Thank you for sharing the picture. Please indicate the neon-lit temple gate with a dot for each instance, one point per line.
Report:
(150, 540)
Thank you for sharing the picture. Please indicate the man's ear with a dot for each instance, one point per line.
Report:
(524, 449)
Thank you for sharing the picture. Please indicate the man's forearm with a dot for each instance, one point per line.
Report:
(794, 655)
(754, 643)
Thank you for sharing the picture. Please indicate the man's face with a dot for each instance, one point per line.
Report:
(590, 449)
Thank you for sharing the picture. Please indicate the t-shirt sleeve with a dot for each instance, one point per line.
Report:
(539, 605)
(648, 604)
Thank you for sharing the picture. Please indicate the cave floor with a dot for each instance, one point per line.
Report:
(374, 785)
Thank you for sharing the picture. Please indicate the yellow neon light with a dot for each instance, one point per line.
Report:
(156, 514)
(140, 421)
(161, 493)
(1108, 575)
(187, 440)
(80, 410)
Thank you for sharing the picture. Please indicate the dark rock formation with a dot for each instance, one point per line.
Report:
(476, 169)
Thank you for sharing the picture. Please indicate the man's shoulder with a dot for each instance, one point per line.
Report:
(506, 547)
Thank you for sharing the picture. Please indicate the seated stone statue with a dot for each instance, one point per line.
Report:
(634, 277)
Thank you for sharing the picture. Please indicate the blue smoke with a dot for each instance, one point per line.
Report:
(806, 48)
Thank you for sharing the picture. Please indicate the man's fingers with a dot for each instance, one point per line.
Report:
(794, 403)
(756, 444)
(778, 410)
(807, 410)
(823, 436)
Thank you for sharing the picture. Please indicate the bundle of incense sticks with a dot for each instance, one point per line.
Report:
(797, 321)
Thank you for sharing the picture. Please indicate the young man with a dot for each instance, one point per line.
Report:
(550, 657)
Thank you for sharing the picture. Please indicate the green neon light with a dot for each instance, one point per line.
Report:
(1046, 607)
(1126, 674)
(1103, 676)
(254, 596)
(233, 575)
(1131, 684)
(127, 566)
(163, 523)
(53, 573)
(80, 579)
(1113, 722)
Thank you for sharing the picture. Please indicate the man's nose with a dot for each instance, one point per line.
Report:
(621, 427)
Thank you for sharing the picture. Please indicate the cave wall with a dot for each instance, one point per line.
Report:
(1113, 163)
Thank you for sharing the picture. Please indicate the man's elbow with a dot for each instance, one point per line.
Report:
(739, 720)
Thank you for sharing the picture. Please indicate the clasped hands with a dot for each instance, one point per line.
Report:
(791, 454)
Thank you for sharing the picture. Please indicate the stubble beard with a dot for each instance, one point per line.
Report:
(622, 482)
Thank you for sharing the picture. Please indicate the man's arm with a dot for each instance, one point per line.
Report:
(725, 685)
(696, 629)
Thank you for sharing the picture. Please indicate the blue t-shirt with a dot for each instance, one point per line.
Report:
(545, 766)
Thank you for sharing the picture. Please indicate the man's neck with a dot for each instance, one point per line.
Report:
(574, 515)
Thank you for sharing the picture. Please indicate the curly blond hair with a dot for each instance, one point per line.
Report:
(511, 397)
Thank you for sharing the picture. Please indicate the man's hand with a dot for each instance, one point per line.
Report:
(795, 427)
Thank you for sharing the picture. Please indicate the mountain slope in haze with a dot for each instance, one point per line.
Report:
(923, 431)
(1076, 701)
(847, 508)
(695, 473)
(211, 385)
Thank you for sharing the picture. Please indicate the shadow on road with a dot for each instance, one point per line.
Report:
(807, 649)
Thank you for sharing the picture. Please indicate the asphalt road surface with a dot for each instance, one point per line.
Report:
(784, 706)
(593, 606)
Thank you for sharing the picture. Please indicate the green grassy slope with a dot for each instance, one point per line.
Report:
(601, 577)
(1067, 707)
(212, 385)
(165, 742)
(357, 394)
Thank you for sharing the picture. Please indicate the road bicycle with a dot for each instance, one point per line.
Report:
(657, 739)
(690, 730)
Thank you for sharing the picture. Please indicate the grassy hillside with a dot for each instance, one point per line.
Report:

━━━━━━━━

Reproduce the lines of the entries above exactly, but only from the line containing "the man's hand" through the final line.

Thank you for sharing the picture. Please indicate the man's hand with a dot for each instance, one point per line.
Report:
(795, 427)
Thank you for sharing the picture. Please indicate the mountain slope in haze with a dot for each instance, one point per line.
Report:
(923, 431)
(1076, 701)
(847, 508)
(695, 473)
(211, 385)
Thank you for sharing the picture. Please indicate the shadow on road with a dot for each instance, one point per line.
Report:
(807, 649)
Thank you for sharing the picture. Please indicate the asphalt road surface with a dot for each instance, one point per line.
Report:
(784, 706)
(593, 606)
Thank you for sharing the picture. Please indicate the green grassy slope with a dot for each instance, one point per line.
Report:
(601, 577)
(1067, 707)
(212, 385)
(165, 742)
(357, 394)
Thank you for sharing the picture. Please indicate the road bicycle with a dot for each instance, one point per line.
Report:
(657, 739)
(690, 730)
Thank you for sharing the picture. Please indicate the grassy hillside with a dot for each instance, one point per line.
Report:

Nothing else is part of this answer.